I added the italics toward the end to show why one of these appellants wins (sort of; he only gets a remand to the CAV for further analysis) and the other one loses. Ghameshlouy raised a waiver issue because the local prosecutor entered an appearance in the CAV proceedings and helped defend the case, so he gets the remand. Roberson loses because he “steadfastly, although incorrectly,” insisted that the Commonwealth was the actual prosecuting authority in his case.

If you know something about jurisdiction, you might recall the principle that subject matter jurisdiction cannot be waived. In that vein, the court today explores (in Ghameshlouy) the four components of such jurisdiction, and concludes that this isn’t among the nonwaivable species of that genus.

The court gets its first chance to address the provisions of the drug court program today, in Harris v. Commonwealth. Harris pleaded to possession of heroin and received a three-year prison term with 2½ years suspended. His conviction and sentence were deferred to give him a chance to participate in and complete a treatment program, with the promise that if he made it, the charges would be dropped. He eagerly entered the program.

Alas, someone just as eagerly booted him out. He was returned to the circuit court for sentencing, and now he’s staring hard at doing at least those six months. He asked the trial judge to consider the reasons why he was tossed from the program, alleging vaguely that he was doing quite well but was only kicked out because he had been “poking fun” at some of the staff in Internet postings. But by the time he found out about the whole thing, he had already been removed from the program. The issue on appeal is whether the trial-court judge should have at least considered his explanation before removing him.

Okay, here’s one you don’t see every day: The appellant unquestionably did not proffer into the record the evidence that he wanted to present, and the Supreme Court reverses anyway. The court finds that one does have a limited liberty interest in participation in a program like this (analogous to probation and parole). The trial court, by summarily removing Harris from the program with no advance notice, had given him no opportunity even to address the court on why, exactly, he was sent away. Thus, the court prevented the appellant from making a proper proffer. And when the Supreme Court finds that a trial court has effectively thwarted appellate review, it will grant relief. It does so here, sending the case back to give Harris “the opportunity to be heard regarding the propriety of the revocation of his liberty interest.”

I have written previously about Fullwood v. Commonwealth, back on May 12 when the Court of Appeals released a published opinion. Today the Supreme Court again affirms the convictions. The issue in the case is whether one can be convicted of two counts of possessing drugs within 1,000 feet of a school, merely because one possesses both cocaine and marijuana. The court finds that nothing in the Double Jeopardy clause forbids two such prosecutions, especially since Fullwood was seen completing multiple drug transactions.

++++++++++

■ **Set of tasks**
**A.** Using the passage on the court rulings, say whether each statement agrees with it: (i) Harris got a three-year prison term with 2½ years suspended; (ii) Roberson gets a remand to the CAV; (iii) in Fullwood, the Supreme Court reverses the convictions. Answer yes or no for each and quote the deciding words.
**B.** Quote the passage on the court rulings, beginning at the words "If you know" and stopping after "of that genus.".

■ **Stored data**

++++++++++

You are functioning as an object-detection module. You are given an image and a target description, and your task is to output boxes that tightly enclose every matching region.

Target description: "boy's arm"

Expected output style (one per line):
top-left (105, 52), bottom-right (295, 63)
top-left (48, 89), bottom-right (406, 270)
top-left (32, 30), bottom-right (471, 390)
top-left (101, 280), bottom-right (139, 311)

++++++++++

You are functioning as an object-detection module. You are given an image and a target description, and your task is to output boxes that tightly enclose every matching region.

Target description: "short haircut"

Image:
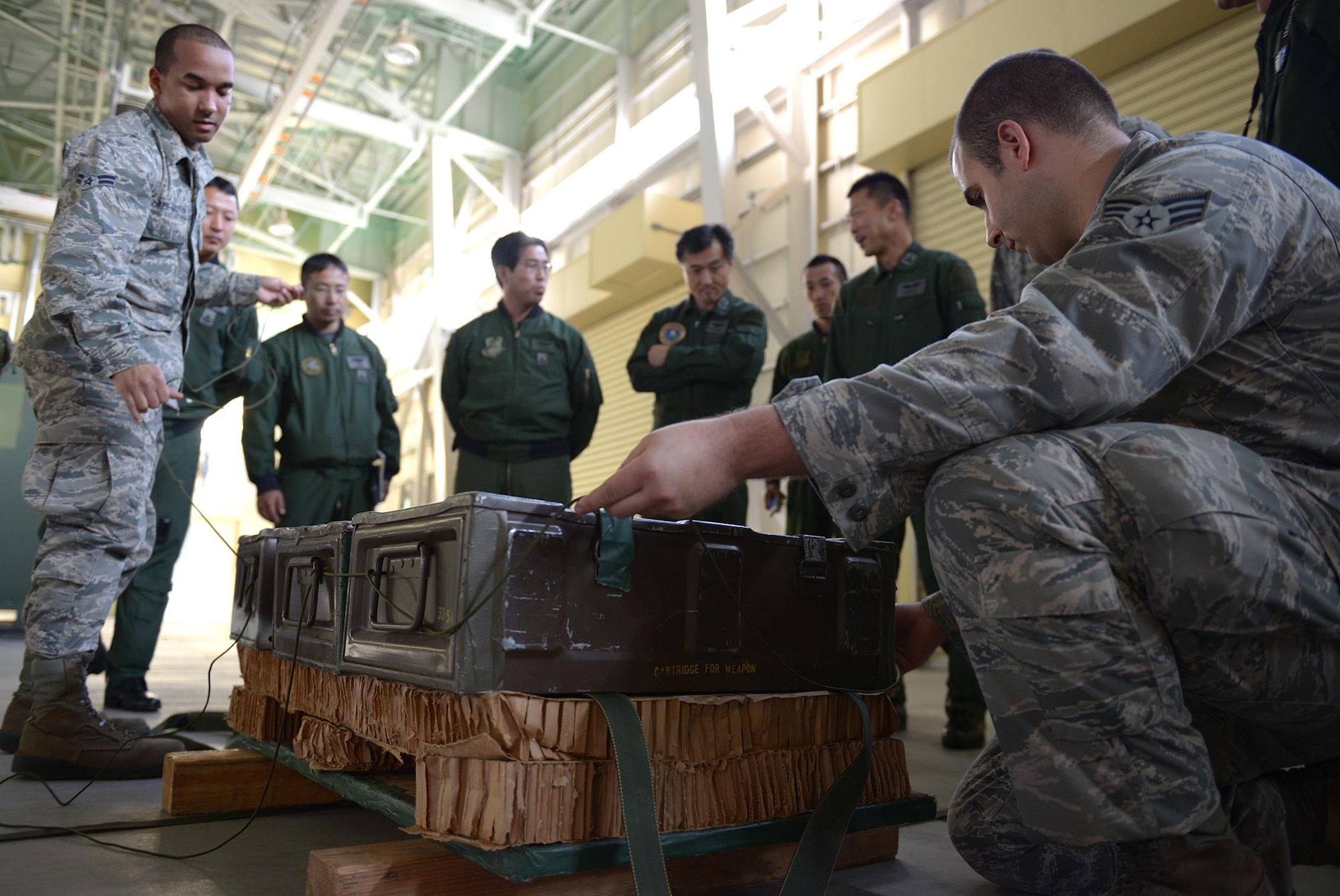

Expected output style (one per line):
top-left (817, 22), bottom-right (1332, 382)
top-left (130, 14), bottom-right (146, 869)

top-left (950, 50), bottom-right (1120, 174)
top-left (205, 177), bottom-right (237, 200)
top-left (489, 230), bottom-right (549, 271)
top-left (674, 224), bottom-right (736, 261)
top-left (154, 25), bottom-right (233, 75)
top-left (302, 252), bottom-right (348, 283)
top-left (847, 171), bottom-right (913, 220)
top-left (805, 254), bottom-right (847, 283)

++++++++++

■ **Solved problems**
**A.**
(i) Yes: "received a three-year prison term with 2½ years suspended"
(ii) No: "Roberson loses"
(iii) No: "Today the Supreme Court again affirms the convictions."

**B.**
If you know something about jurisdiction, you might recall the principle that subject matter jurisdiction cannot be waived. In that vein, the court today explores (in Ghameshlouy) the four components of such jurisdiction, and concludes that this isn’t among the nonwaivable species of that genus.